## begin EXERCISE INPUTS

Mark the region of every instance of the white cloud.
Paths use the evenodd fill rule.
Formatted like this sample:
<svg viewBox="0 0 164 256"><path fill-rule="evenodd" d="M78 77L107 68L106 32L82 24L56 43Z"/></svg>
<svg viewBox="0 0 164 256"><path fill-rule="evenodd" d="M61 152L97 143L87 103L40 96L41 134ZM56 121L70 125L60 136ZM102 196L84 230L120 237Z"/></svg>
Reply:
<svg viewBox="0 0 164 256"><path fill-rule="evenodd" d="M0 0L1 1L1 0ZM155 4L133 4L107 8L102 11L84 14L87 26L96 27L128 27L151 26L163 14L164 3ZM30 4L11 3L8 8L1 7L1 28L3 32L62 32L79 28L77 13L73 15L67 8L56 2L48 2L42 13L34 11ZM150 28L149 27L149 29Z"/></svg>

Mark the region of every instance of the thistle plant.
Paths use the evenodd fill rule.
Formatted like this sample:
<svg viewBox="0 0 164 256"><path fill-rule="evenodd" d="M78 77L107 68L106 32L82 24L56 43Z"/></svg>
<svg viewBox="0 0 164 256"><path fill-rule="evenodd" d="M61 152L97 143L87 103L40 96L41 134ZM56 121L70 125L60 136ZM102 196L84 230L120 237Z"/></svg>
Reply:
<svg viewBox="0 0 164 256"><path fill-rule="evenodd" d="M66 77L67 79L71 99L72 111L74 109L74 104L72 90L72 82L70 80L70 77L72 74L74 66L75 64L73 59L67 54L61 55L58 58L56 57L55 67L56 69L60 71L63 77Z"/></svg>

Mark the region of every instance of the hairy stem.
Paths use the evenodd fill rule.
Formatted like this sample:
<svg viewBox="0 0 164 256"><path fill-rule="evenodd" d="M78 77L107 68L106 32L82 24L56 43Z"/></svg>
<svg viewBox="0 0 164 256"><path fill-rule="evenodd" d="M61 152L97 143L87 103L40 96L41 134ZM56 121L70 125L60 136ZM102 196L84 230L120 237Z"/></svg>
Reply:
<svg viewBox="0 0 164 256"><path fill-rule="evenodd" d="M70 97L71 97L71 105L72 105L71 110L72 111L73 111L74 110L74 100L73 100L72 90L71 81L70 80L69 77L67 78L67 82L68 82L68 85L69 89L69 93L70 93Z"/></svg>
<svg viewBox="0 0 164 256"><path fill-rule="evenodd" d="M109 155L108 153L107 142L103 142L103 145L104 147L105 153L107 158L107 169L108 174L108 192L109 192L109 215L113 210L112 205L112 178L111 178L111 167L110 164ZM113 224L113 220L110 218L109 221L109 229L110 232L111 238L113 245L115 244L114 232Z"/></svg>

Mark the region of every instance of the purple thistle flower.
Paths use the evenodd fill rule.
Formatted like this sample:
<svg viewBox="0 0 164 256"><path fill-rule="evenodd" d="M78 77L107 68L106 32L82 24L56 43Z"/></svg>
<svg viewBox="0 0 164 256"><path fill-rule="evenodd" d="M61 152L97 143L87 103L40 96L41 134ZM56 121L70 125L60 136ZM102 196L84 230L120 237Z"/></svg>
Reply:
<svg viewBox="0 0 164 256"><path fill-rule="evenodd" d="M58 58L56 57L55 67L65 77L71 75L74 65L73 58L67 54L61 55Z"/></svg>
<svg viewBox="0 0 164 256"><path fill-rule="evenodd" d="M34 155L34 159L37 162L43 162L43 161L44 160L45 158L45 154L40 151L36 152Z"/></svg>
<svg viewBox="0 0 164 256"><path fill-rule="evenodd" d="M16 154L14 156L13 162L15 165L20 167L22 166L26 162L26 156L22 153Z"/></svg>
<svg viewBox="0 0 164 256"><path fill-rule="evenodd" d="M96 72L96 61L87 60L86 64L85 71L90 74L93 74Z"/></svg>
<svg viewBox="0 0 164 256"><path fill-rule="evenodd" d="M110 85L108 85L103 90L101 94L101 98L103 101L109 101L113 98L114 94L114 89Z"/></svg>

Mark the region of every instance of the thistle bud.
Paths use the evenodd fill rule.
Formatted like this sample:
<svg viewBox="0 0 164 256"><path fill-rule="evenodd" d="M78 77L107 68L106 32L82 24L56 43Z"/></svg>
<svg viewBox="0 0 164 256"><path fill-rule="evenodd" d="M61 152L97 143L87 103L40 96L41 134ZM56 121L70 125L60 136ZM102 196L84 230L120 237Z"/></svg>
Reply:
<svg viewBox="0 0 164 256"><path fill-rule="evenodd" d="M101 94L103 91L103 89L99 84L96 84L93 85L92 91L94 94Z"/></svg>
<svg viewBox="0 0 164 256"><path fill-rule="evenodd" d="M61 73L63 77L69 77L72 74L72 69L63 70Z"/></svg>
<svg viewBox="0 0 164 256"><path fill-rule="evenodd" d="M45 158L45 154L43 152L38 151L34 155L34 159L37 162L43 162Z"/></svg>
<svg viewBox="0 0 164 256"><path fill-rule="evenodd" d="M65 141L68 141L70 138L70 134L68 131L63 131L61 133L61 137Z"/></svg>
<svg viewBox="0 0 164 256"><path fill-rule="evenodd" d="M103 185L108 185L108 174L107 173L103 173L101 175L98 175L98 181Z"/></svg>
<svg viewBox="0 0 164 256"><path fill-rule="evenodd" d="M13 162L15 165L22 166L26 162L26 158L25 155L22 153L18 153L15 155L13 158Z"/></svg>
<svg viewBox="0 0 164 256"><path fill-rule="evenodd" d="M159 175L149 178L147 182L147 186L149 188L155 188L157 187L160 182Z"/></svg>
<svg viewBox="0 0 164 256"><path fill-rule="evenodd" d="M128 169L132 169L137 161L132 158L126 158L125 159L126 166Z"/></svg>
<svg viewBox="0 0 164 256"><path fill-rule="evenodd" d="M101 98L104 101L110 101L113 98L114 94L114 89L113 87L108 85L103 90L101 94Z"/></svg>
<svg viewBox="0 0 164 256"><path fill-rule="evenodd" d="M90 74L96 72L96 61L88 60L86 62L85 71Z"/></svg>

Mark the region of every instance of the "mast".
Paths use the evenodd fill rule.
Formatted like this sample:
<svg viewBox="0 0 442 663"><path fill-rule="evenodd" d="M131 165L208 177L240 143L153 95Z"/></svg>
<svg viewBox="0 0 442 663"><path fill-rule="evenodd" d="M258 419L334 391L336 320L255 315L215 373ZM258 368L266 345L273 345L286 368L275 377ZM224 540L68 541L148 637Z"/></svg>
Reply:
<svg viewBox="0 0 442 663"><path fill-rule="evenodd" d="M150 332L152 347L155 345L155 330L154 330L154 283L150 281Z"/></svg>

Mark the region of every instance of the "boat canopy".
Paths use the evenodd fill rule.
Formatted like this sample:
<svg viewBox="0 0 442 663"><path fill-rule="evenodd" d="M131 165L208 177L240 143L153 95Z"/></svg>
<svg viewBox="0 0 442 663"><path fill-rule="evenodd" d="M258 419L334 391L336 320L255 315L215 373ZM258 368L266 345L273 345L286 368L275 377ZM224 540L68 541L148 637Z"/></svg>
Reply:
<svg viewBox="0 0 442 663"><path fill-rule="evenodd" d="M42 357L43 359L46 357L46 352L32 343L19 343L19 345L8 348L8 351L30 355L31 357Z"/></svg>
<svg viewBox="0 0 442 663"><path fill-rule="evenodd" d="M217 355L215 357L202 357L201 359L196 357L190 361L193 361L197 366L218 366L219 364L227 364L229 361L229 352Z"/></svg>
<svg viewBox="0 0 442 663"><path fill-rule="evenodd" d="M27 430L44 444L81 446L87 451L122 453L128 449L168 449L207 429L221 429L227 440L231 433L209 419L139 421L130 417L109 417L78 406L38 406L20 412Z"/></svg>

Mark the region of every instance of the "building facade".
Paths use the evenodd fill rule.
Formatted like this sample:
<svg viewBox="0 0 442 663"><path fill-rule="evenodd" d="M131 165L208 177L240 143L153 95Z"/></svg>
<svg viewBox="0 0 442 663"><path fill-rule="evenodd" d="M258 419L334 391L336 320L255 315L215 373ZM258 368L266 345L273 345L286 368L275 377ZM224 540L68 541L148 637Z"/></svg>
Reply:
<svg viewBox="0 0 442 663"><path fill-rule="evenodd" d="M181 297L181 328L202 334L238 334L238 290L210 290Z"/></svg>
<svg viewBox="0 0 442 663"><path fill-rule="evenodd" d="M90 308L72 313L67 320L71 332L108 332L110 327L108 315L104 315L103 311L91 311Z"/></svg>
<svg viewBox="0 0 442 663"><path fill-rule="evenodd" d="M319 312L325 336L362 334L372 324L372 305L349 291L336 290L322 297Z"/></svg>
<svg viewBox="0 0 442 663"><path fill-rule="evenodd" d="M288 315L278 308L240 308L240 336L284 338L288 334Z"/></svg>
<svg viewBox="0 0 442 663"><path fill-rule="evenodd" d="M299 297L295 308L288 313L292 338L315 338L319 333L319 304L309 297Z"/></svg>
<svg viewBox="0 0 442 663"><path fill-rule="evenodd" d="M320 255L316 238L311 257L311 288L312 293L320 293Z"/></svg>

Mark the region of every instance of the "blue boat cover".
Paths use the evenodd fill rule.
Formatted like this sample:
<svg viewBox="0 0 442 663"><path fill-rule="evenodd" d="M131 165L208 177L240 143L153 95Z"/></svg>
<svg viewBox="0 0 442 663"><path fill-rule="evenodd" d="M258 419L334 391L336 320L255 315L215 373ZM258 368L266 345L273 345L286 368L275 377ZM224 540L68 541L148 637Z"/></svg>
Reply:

## end EXERCISE INPUTS

- _EXERCISE AIM_
Collect every line in the items above that contains the word "Mark", matching its capitalization exactly.

- _ANSWER_
Mark the region of every instance of the white cloud.
Mark the region of every instance of the thistle plant.
Mark the region of every instance of the hairy stem.
Mark the region of every instance of the purple thistle flower.
Mark the region of every instance of the thistle bud.
Mark the region of every instance of the "mast".
Mark the region of every instance of the "boat canopy".
Mark the region of every instance of the "building facade".
Mark the region of every instance of the "blue boat cover".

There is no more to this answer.